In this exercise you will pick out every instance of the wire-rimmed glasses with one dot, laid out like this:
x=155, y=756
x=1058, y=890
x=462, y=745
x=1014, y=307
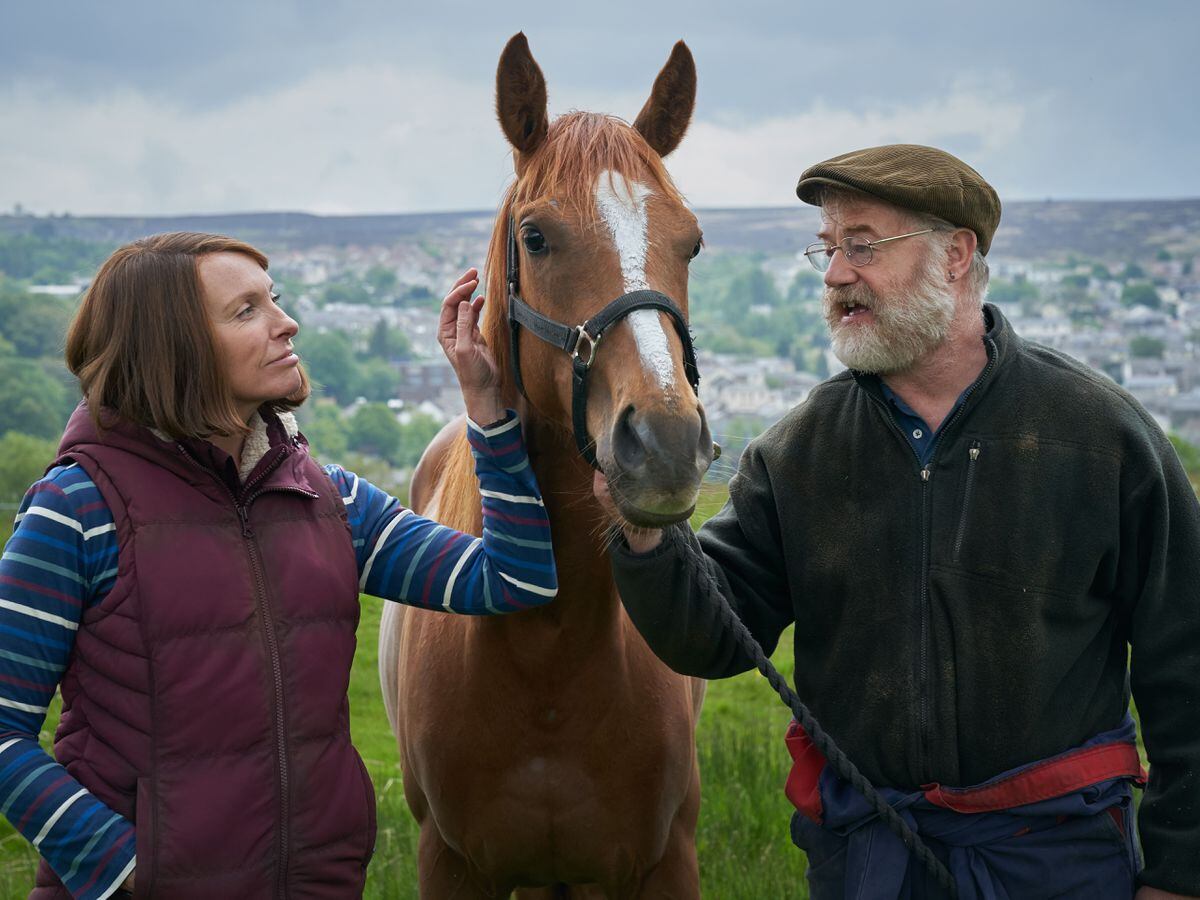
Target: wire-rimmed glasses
x=858, y=251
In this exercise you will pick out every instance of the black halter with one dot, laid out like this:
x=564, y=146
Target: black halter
x=581, y=341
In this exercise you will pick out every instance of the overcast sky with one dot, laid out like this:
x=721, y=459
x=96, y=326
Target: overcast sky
x=159, y=107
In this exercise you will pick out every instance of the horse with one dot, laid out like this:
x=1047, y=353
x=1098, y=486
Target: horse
x=550, y=753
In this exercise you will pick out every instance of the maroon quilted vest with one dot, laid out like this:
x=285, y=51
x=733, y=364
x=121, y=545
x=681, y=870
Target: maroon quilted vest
x=205, y=697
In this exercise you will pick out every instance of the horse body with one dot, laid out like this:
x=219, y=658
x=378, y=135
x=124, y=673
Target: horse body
x=552, y=748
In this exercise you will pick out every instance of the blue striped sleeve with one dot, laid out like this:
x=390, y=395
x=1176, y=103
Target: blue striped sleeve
x=408, y=558
x=60, y=561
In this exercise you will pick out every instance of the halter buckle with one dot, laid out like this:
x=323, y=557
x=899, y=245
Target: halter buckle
x=581, y=336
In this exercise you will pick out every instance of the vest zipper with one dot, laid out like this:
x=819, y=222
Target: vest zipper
x=972, y=456
x=273, y=652
x=273, y=647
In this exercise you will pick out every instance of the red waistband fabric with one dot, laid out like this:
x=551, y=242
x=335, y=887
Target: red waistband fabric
x=1042, y=780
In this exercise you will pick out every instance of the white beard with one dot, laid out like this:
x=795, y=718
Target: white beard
x=909, y=323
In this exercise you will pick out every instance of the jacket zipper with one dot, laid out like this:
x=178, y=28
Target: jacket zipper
x=972, y=457
x=927, y=473
x=273, y=647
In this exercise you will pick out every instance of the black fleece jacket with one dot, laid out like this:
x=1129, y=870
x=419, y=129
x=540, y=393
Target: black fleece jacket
x=963, y=618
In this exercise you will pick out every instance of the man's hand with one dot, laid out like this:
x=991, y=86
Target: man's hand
x=641, y=540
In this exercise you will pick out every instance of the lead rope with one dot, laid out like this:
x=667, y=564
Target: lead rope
x=833, y=754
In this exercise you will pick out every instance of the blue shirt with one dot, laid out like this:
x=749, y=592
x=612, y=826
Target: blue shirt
x=921, y=437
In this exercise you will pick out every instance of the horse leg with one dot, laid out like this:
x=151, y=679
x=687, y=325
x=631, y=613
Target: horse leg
x=677, y=874
x=445, y=875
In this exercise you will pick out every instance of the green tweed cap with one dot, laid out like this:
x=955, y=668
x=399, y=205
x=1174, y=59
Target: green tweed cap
x=917, y=178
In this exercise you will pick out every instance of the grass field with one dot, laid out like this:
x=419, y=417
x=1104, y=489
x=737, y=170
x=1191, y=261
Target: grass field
x=743, y=845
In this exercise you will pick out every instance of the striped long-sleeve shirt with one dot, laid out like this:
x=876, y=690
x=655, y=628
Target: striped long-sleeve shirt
x=61, y=559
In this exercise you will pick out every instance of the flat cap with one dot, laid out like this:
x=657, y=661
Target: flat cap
x=917, y=178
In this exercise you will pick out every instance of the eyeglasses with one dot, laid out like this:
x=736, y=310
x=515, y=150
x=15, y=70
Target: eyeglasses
x=858, y=251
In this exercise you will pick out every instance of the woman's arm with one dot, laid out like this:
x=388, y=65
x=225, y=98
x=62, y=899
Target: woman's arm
x=408, y=558
x=60, y=559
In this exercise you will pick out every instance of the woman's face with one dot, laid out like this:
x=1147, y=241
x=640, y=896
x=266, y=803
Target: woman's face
x=253, y=335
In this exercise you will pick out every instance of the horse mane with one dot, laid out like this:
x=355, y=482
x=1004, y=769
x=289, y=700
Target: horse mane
x=577, y=149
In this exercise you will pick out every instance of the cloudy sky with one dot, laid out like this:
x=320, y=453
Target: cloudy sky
x=137, y=107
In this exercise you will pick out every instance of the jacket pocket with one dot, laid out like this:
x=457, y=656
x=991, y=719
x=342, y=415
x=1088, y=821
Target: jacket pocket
x=369, y=790
x=144, y=835
x=967, y=491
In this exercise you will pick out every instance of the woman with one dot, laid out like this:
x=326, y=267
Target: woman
x=190, y=576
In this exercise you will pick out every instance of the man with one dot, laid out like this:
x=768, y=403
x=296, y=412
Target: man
x=970, y=533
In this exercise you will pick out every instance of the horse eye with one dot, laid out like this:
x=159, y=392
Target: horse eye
x=534, y=240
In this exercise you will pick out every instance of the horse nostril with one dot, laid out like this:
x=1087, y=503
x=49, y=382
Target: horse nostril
x=627, y=447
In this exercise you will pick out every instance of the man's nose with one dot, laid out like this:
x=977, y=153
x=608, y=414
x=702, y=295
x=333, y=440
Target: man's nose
x=840, y=271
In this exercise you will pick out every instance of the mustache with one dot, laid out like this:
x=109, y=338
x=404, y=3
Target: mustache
x=850, y=295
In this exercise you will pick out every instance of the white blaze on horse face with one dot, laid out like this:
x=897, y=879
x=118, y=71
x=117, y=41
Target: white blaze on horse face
x=622, y=207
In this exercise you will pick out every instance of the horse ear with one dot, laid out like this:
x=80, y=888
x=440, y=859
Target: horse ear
x=666, y=114
x=521, y=96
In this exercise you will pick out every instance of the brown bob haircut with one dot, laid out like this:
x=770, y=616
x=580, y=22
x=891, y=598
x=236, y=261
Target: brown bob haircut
x=142, y=343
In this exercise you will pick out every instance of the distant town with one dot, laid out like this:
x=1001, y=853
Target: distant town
x=1114, y=285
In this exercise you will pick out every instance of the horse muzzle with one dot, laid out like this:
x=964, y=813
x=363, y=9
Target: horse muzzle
x=654, y=461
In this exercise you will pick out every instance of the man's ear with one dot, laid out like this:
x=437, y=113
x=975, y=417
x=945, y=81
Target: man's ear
x=961, y=252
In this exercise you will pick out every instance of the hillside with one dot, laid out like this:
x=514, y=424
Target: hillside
x=1030, y=229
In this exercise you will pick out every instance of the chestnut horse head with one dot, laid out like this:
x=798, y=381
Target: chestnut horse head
x=594, y=217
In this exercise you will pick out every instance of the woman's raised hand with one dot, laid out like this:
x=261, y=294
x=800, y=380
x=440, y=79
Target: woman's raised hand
x=467, y=351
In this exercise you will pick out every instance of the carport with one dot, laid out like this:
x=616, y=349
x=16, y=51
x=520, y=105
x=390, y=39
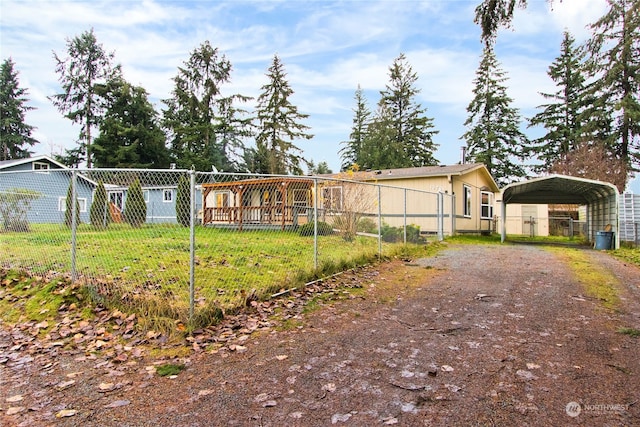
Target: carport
x=601, y=199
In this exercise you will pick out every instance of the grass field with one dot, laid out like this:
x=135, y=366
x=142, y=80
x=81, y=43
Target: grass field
x=148, y=269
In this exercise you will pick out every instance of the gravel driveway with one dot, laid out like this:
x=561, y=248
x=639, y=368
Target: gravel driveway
x=478, y=335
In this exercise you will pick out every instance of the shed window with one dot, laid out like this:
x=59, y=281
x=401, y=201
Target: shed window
x=221, y=199
x=486, y=205
x=332, y=198
x=300, y=197
x=466, y=200
x=62, y=204
x=41, y=167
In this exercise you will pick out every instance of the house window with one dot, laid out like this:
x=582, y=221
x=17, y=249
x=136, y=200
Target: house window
x=466, y=200
x=300, y=197
x=40, y=167
x=486, y=205
x=332, y=198
x=221, y=199
x=62, y=204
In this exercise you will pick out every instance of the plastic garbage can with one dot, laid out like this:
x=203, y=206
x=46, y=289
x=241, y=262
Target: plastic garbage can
x=604, y=240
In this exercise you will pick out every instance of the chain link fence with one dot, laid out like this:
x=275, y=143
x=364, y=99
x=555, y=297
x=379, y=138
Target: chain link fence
x=180, y=244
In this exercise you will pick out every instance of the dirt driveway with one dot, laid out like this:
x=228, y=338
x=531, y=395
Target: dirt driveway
x=478, y=335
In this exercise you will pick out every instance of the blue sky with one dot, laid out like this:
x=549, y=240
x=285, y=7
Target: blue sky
x=328, y=48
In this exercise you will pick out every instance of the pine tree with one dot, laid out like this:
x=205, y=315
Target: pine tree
x=183, y=201
x=130, y=136
x=203, y=125
x=413, y=131
x=279, y=125
x=86, y=66
x=135, y=209
x=493, y=136
x=614, y=61
x=561, y=117
x=352, y=151
x=15, y=133
x=99, y=214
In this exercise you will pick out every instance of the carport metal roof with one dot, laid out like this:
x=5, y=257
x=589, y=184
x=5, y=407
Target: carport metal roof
x=601, y=199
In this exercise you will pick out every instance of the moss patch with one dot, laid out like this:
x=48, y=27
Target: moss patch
x=598, y=282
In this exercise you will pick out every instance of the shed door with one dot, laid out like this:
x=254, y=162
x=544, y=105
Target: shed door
x=530, y=220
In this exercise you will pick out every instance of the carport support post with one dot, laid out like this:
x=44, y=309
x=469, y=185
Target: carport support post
x=192, y=241
x=503, y=214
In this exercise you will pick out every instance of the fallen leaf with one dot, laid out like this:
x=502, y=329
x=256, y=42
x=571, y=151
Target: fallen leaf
x=66, y=413
x=104, y=387
x=64, y=385
x=331, y=387
x=117, y=404
x=15, y=410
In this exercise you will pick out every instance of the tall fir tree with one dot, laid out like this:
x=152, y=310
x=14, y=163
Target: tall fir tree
x=199, y=119
x=493, y=136
x=86, y=66
x=279, y=126
x=130, y=136
x=99, y=214
x=562, y=116
x=413, y=130
x=15, y=133
x=351, y=152
x=614, y=62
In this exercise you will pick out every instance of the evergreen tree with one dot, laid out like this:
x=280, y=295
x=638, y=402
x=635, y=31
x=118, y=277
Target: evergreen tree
x=183, y=201
x=412, y=130
x=129, y=134
x=86, y=66
x=380, y=147
x=614, y=62
x=15, y=133
x=99, y=214
x=493, y=14
x=493, y=136
x=135, y=209
x=279, y=125
x=562, y=116
x=203, y=124
x=352, y=151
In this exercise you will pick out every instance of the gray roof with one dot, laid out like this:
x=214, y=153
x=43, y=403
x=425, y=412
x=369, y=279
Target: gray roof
x=558, y=189
x=422, y=172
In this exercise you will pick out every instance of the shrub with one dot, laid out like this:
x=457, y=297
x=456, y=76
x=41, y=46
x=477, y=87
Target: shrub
x=367, y=225
x=307, y=229
x=99, y=212
x=135, y=210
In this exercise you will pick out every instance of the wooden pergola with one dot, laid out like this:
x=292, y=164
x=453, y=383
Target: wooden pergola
x=257, y=202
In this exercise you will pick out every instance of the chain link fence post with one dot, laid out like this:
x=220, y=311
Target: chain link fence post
x=74, y=225
x=192, y=241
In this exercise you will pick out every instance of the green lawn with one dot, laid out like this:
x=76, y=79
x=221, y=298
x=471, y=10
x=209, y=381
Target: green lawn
x=148, y=268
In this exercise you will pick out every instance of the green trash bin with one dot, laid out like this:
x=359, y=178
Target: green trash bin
x=604, y=239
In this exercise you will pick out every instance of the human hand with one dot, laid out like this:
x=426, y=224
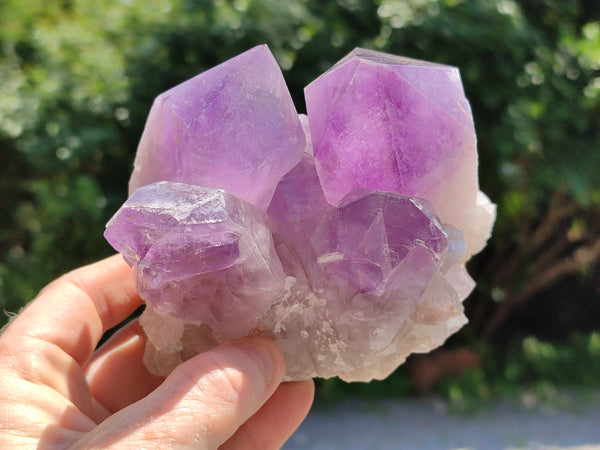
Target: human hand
x=56, y=391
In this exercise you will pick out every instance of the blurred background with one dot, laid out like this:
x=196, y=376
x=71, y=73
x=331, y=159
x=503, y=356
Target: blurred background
x=77, y=79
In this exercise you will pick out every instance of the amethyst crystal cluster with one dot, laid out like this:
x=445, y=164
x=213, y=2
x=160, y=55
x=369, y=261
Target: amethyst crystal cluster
x=342, y=235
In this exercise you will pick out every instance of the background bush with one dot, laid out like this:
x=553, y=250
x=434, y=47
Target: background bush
x=78, y=78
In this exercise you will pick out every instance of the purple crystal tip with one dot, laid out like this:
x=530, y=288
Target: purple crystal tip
x=343, y=235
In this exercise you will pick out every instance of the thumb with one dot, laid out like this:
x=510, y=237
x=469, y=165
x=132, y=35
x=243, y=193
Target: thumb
x=202, y=403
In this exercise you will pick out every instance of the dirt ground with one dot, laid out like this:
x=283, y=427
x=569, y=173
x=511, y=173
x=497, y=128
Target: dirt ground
x=571, y=421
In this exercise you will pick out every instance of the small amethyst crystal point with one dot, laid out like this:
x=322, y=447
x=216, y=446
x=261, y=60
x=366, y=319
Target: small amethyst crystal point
x=199, y=254
x=234, y=127
x=342, y=236
x=396, y=124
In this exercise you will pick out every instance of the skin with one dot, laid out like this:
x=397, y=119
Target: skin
x=57, y=391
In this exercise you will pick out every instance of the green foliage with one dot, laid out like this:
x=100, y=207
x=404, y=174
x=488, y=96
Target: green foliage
x=530, y=371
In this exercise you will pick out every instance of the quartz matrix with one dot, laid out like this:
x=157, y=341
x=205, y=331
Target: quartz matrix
x=341, y=235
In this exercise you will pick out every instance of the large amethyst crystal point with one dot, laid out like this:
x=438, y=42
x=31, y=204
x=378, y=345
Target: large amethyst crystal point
x=396, y=124
x=342, y=236
x=234, y=127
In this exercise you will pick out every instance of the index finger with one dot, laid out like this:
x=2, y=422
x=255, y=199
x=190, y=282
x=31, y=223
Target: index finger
x=74, y=311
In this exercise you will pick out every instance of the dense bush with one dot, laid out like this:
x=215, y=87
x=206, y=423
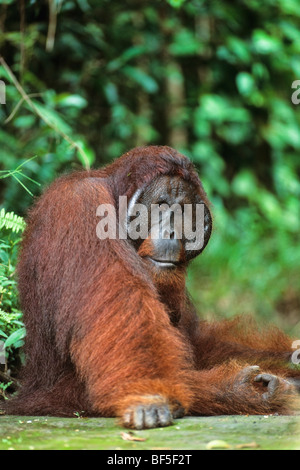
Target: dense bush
x=87, y=80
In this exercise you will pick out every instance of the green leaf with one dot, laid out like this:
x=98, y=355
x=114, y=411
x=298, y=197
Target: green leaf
x=265, y=44
x=141, y=78
x=245, y=83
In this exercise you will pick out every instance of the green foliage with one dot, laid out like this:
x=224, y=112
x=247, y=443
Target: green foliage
x=12, y=331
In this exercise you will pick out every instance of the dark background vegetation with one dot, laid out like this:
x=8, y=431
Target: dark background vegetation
x=87, y=80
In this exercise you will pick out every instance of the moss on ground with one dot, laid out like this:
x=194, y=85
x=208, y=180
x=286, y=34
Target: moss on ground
x=232, y=432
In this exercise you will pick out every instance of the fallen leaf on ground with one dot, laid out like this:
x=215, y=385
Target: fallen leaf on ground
x=247, y=445
x=217, y=444
x=129, y=436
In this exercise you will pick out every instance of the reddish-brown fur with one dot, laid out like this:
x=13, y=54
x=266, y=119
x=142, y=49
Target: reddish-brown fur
x=103, y=334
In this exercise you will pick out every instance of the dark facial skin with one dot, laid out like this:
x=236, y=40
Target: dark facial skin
x=167, y=248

========================

TASK STATEMENT:
Write out the records exactly as they appear, from the line containing "the green lawn" through the line containing "x=202, y=403". Include both of those lines and leave out the pictures.

CORRECT RESULT:
In this exercise you will pick out every instance of the green lawn with one dot, laid out like this:
x=76, y=79
x=221, y=298
x=471, y=10
x=209, y=381
Target: green lawn
x=148, y=268
In this exercise you will pick out every instance of the green trash bin with one dot, laid out like this:
x=359, y=178
Target: green trash bin
x=604, y=239
In this exercise you will pick out every instance of the human hand with one dot, laid out like this:
x=426, y=224
Target: human hand
x=56, y=391
In this exercise you will pick out every instance of the blurred background with one dot, laid out like this:
x=196, y=376
x=71, y=73
x=331, y=159
x=503, y=356
Target: blurred background
x=77, y=79
In this exercise you will pick out every instance of the amethyst crystal cluster with one dot, laid out like this:
x=445, y=164
x=213, y=2
x=160, y=55
x=369, y=261
Target: amethyst crystal cluster
x=342, y=235
In this exercise you will pick out every instance of the background bush with one dot, laid out like this:
x=553, y=250
x=434, y=47
Target: background bush
x=78, y=78
In this exercise you will pick out every instance of the purple crystal tip with one dot, laid out like this:
x=530, y=288
Target: purple crystal tip
x=343, y=235
In this exercise you will pick out every instance of the thumb with one dot, laid out like this:
x=510, y=237
x=469, y=165
x=132, y=35
x=243, y=193
Target: thumb
x=202, y=403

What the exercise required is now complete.